▶ **Exercise task**: Can you locate every line in the records below that contains the word "open" and copy each one in full?
#### Data
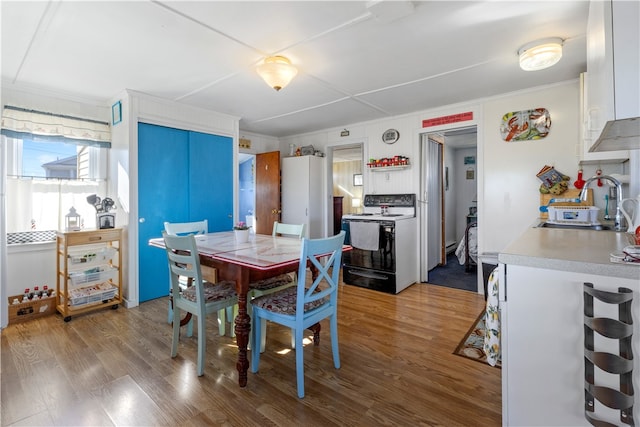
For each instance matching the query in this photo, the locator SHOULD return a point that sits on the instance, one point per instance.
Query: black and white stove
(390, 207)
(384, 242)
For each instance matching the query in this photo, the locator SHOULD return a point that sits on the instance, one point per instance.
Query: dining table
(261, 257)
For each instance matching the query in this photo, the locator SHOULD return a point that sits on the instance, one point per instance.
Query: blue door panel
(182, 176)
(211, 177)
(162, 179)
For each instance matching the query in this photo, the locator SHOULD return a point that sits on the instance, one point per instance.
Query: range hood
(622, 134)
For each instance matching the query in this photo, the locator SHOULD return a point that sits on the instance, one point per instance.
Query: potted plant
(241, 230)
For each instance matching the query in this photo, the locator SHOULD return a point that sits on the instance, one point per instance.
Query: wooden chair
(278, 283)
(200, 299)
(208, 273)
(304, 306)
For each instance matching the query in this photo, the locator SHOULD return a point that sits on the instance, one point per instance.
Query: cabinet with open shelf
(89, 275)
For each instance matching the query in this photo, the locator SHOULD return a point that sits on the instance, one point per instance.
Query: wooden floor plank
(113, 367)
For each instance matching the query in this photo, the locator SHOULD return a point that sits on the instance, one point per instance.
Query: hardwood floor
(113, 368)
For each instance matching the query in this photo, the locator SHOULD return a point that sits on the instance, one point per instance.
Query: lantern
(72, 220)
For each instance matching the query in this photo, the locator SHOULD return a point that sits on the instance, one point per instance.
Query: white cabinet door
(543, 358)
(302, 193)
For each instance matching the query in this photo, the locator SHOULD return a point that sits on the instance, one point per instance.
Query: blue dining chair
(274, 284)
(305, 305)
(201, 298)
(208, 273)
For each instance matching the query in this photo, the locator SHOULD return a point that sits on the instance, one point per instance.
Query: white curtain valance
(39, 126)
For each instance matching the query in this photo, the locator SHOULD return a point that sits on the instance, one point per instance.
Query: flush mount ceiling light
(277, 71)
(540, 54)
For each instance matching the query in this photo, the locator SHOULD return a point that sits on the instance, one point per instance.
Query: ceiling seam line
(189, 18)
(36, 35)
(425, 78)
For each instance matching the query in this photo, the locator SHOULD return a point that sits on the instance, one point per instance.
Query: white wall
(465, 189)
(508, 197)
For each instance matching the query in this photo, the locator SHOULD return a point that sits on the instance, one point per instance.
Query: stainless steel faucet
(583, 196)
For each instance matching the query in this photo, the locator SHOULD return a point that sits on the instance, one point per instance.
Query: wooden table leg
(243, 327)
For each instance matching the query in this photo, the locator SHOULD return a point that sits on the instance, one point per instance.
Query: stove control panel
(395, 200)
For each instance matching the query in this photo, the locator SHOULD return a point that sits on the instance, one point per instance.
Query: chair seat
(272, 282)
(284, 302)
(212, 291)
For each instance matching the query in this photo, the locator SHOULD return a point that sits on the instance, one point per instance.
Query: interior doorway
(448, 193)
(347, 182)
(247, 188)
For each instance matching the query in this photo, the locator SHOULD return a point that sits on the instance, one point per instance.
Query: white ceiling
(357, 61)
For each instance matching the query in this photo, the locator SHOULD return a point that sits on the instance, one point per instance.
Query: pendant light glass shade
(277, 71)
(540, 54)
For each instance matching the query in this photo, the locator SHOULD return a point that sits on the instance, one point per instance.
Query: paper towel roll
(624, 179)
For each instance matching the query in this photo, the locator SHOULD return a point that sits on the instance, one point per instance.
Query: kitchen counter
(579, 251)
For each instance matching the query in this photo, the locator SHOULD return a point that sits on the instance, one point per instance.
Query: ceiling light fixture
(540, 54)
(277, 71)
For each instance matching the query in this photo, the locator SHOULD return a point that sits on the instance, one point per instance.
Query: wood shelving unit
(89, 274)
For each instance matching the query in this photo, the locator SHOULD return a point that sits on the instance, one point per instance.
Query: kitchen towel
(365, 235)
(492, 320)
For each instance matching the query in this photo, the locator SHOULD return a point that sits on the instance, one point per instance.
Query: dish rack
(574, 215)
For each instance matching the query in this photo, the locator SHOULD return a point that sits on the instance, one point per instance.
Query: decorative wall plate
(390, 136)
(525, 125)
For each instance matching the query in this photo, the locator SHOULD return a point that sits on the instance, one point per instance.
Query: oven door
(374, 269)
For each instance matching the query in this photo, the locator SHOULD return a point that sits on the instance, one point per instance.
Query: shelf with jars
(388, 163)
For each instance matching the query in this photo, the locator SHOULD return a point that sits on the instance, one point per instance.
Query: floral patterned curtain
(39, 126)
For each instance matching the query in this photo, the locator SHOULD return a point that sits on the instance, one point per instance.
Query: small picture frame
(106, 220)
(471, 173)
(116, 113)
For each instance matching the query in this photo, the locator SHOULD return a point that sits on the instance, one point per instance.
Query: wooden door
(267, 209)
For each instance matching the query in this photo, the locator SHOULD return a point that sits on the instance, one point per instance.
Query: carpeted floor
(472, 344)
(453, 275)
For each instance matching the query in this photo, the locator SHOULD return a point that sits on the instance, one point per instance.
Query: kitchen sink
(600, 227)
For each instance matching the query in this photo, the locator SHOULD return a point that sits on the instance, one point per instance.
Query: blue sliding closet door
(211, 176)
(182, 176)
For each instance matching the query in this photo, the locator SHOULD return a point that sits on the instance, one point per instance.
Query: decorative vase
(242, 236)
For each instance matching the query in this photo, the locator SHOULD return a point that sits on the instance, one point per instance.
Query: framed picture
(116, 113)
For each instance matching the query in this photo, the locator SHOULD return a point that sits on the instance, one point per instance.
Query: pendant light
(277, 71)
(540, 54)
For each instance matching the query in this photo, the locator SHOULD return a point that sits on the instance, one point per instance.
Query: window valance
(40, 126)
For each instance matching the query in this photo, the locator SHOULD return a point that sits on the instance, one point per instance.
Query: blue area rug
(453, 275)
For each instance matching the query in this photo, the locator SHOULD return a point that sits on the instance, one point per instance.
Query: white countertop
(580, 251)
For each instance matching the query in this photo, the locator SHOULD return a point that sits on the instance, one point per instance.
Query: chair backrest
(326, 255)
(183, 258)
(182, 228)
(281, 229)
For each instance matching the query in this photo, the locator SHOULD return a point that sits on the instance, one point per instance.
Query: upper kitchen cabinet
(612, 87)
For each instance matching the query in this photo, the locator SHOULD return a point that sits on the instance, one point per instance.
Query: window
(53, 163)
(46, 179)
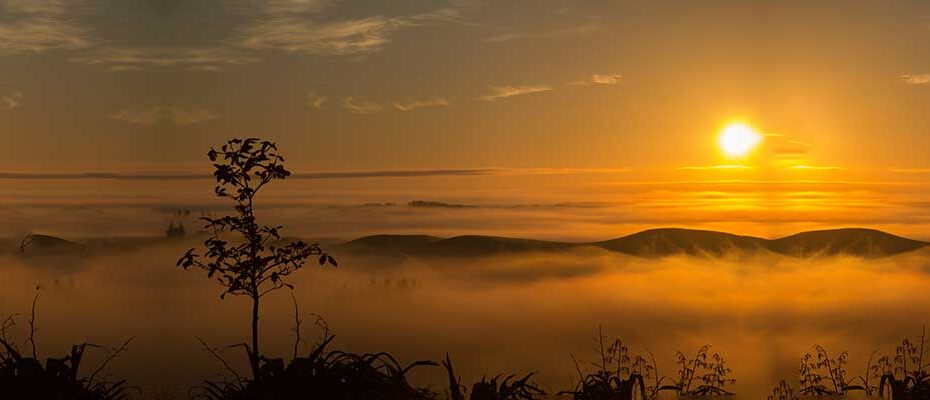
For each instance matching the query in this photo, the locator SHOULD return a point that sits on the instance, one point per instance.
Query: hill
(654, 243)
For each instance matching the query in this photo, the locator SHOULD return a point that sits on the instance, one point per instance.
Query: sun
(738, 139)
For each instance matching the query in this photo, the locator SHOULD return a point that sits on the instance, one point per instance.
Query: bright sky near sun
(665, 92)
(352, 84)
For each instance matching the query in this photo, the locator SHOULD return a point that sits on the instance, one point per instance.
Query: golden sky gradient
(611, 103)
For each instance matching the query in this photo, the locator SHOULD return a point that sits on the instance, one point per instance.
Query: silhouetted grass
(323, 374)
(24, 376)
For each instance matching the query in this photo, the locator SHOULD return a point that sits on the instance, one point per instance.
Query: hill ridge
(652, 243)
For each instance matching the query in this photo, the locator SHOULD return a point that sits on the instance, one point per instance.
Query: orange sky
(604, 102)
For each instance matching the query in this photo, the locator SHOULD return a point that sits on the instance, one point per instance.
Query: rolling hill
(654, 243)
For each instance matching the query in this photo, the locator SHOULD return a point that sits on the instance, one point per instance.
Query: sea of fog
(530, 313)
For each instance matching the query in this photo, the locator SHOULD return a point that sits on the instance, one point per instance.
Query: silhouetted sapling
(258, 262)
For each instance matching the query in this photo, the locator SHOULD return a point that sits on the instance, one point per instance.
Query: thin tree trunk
########
#### Data
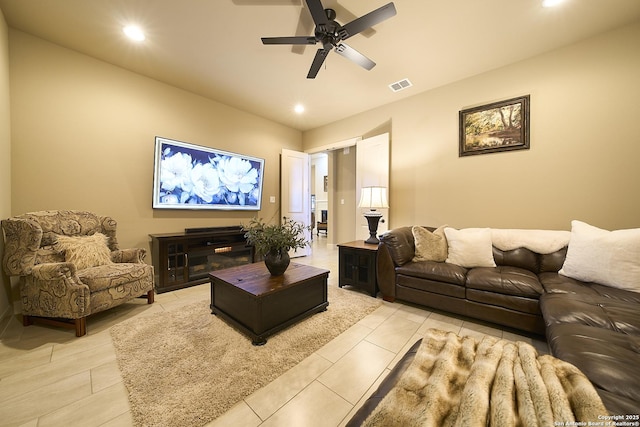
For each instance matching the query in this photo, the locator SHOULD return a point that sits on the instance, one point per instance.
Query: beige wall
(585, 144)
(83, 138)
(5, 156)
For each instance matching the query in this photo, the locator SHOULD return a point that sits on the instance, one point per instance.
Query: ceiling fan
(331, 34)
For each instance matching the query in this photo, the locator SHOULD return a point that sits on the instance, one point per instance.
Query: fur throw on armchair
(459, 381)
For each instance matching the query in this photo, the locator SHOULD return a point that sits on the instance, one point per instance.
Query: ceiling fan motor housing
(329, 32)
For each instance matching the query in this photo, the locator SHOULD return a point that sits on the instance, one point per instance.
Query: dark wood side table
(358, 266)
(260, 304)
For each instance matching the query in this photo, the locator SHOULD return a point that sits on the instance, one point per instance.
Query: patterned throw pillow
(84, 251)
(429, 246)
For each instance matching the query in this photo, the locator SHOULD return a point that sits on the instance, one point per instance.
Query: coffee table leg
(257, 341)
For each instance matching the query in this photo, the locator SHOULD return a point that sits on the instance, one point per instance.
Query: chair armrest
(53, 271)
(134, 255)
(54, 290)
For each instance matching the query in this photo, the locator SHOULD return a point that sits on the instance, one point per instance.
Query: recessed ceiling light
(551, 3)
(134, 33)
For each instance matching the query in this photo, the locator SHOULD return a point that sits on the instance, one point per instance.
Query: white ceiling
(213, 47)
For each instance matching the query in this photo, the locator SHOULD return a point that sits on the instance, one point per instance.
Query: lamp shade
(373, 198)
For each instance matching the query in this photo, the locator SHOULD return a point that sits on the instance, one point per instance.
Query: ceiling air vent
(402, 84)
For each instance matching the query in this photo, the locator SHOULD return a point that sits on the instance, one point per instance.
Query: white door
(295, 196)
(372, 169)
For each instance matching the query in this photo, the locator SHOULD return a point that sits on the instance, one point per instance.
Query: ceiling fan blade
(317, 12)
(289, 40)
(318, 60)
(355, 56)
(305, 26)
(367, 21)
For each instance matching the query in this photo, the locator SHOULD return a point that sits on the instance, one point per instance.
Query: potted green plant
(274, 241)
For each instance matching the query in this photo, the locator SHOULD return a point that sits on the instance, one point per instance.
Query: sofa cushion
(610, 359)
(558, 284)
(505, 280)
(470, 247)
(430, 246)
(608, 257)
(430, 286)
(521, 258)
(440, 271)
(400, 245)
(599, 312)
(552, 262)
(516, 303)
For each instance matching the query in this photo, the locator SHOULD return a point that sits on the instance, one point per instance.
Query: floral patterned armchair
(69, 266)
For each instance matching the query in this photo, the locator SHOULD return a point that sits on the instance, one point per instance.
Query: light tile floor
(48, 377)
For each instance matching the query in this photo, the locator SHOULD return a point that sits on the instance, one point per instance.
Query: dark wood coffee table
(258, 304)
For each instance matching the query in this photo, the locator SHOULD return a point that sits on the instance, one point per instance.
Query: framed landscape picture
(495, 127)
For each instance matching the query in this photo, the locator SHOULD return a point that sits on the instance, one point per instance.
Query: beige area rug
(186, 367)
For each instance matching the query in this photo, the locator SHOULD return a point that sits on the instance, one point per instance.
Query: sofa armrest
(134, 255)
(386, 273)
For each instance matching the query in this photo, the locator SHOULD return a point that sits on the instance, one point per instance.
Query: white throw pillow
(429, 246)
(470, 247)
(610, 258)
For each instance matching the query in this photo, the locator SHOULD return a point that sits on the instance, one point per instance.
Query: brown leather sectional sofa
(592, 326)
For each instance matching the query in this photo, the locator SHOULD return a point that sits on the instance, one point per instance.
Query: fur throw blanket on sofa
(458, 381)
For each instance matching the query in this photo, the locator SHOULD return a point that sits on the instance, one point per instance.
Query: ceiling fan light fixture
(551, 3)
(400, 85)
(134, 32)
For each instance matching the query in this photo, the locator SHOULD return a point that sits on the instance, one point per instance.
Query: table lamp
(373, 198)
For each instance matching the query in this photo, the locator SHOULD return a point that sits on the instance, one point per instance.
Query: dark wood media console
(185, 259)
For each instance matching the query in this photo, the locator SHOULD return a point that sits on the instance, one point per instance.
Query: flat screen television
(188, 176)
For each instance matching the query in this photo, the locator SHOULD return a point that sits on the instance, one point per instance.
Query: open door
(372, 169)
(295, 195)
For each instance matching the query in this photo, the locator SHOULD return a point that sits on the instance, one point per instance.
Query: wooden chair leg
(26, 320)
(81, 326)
########
▶ **Response below**:
Query: cabinet with open shelf
Query: open door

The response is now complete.